— Begin Passage given —

WTF?

WTF indeed! We stand for Films, Tunes, and Whatever else we feel like (not necessarily in order!) Professor Nonsense heads the 'Whatever' department, posting ramblings ranging from the decrepit, to the offbeat, to the just plain absurd! The mysterious Randor takes helm of the 'Tunes' front, detailing the various melodic messages he gets in earfuls. Weekly recommendations and various musings follow his shadows. Finally, our veteran movie critic, Lt Archie Hicox, commands the 'Film' battlefield, giving war-weathered reviews on flicks the way he sees them. Through the eyes of a well-versed renegade, he stands down for no man! Together we are (W)hatever(T)unes(F)ilms!

Feel free to comment with your ideas, qualms, and responses, or e-mail them to RandorWTF@Hotmail.com!

Jul 14, 2010

Field Notes: Hunting a Good Time.

Ward 16 Theatre—Honolulu, HI

It’s about 7:55 pm and my stomach is like a pile of smoldering embers. Currently it’s working on a whole big pile of NY steak cutlet that was doused in a spicy sauce that, incidentally, made for a very painful exit later in the evening. But the inside of the auditorium 7 is cool and so is the weather. At least as cool as things can get in the muggy tropic hemisphere.

I’m with my cousin and my Dad, who thanks to a hike up Cougar Mountain won’t be walking normally for the next couple of weeks, and the movie we’re about to enjoy is running about 11 minutes late startinggg…now. I twist around and I can finally see a pair of hands making love to the projector, trying to get it to work, the fingers dancing gracefully through the light. A new song starts up. The third to do so in the last few moments. Some easily forgettable pop ballad that’s as familiar here as it was back home.

Altogether, though, the experience is a pleasant one. Homey even. From the outside, up a flight of escalators and an imposing but standard facade frosted in stucco, Ward 16 Theatre, at 1044 Auahi Street in the middle of downtown Honolulu, you wouldn’t think that it was any sort of prize. For those of us who value the experience of witnessing a movie as opposed to simply “seeing” a movie, we tend to embrace those quirky little art houses. The ones that only screen movies you’ve never heard of. The ones where you find people who use words like ‘tomfoolery’ or ‘sycophantic’. And they’re not using them in a joke. You know the ones I mean. Well, Ward certainly might not have been that, but every time I’m in town it’s always a pleasant little surprise when I jump in.

Just two nights ago I was here with my family looking to edge in on “Despicable Me” opening night. 2-D of course. Sadly it wasn’t meant to be. Packed to the gills, we were sped off to another venue further away because the 8:15 was sold out and I was forced to gaze longingly back into a lobby packed with costume actors who were, to my gleeful astonishment, donning full-on Predator costumes as they prodded the audience with their animatronic claws.

Okay, that doesn’t sound too fun but for someone as nerdy as me that’s as close to cool as I cut it.

— End Passage given —
— Begin Supplied information —

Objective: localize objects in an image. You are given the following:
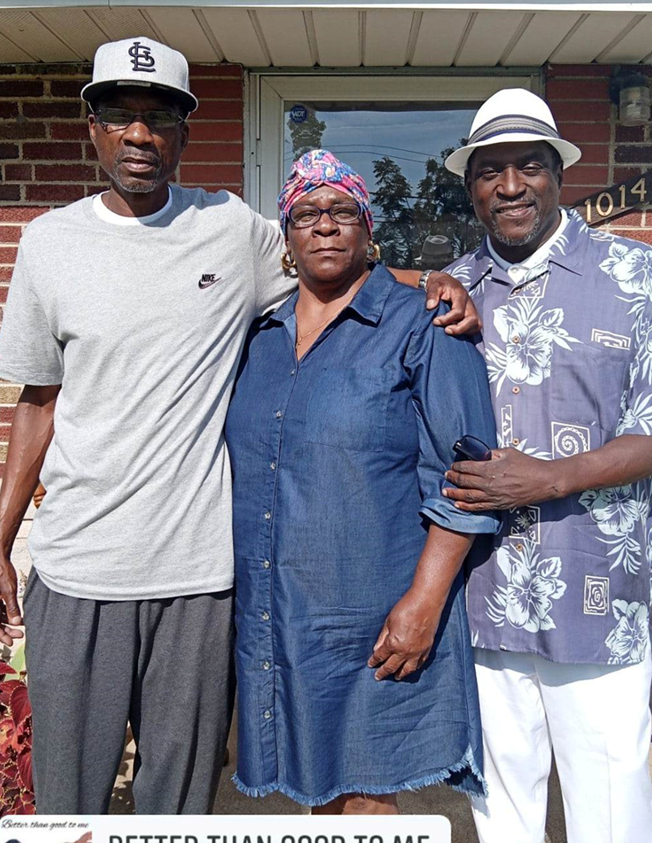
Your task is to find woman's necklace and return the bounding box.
[294,290,358,350]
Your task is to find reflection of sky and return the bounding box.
[284,103,475,202]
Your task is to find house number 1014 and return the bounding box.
[583,173,652,225]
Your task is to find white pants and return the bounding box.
[473,649,652,843]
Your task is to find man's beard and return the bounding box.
[111,154,163,193]
[491,199,541,246]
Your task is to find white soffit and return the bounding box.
[0,5,652,68]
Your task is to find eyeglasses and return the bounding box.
[288,205,362,228]
[92,108,186,132]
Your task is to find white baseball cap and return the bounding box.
[81,35,199,113]
[444,88,582,176]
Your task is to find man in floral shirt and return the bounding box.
[445,91,652,843]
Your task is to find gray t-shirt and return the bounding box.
[0,186,296,600]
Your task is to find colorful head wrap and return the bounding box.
[277,149,374,234]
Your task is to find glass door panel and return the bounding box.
[283,101,481,269]
[248,75,537,269]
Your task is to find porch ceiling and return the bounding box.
[0,0,652,67]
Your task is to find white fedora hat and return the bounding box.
[444,88,582,176]
[81,35,199,112]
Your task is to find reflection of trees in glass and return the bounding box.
[374,156,414,268]
[374,141,482,267]
[288,110,326,161]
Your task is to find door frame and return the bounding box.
[245,68,541,219]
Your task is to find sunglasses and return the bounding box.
[92,107,186,132]
[453,436,491,462]
[288,205,362,228]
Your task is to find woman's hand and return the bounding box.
[388,267,482,336]
[367,589,441,679]
[426,272,482,336]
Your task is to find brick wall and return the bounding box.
[546,64,652,243]
[0,65,244,477]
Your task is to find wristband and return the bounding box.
[417,269,432,293]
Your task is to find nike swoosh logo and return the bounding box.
[199,276,220,290]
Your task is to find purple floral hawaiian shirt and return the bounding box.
[449,212,652,664]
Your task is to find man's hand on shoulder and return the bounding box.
[390,269,482,336]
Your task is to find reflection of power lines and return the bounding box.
[285,138,436,159]
[284,151,435,164]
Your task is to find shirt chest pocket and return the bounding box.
[305,368,391,451]
[550,345,630,434]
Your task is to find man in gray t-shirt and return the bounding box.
[0,38,473,814]
[0,38,295,814]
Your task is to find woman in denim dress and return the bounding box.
[227,150,498,814]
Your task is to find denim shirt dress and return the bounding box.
[226,266,499,805]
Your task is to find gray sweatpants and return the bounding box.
[24,571,235,814]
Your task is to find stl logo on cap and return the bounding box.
[129,41,156,73]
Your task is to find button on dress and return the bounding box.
[226,266,499,805]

— End Supplied information —

■ Exercise goal:
Carry on the field notes about the Ward 16 Theatre in Honolulu, starting after their last sentence.

■ Answer to the task:
Promotional gimmicks aside, there is definitely more to Ward than meets the eye. Now, coming back two nights later, I’m greeted with the standard multiplex format. Auditoriums 1 through 7 to the left, 9 through 13 to the right. There was even an upper level if my memory serves (which it usually doesn’t) and short of the obvious fact that there are---understandably—more Asians here than there are in Bellevue or Federal Way combined. But even the groups of tweens and teens cloistered beside cut-outs of Michael Cera jamming on a Les Paul can’t make the place seem crowded. If you’ve ever been to East Valley 13 along 167 then you start to get the yawning impression of the interior. And still, though the atmosphere might scream it, the execution only treats you to the standardized kick-you-in-the-wallet-instead-of-your-balls arrangement in the lobby.

Now, I might just be another tourist but I still feel there must be a little something there. I know it. You start to get this idea once you’re sitting there in the dark with your cousin, who’s pinging and ponging with a copy of "Castlevania” for his DS, and your Dad dipping into a cup of ice cream “Dots”. As opposed to Regal Entertainment’s “The Twenty”, you get a more…local approach to advertising.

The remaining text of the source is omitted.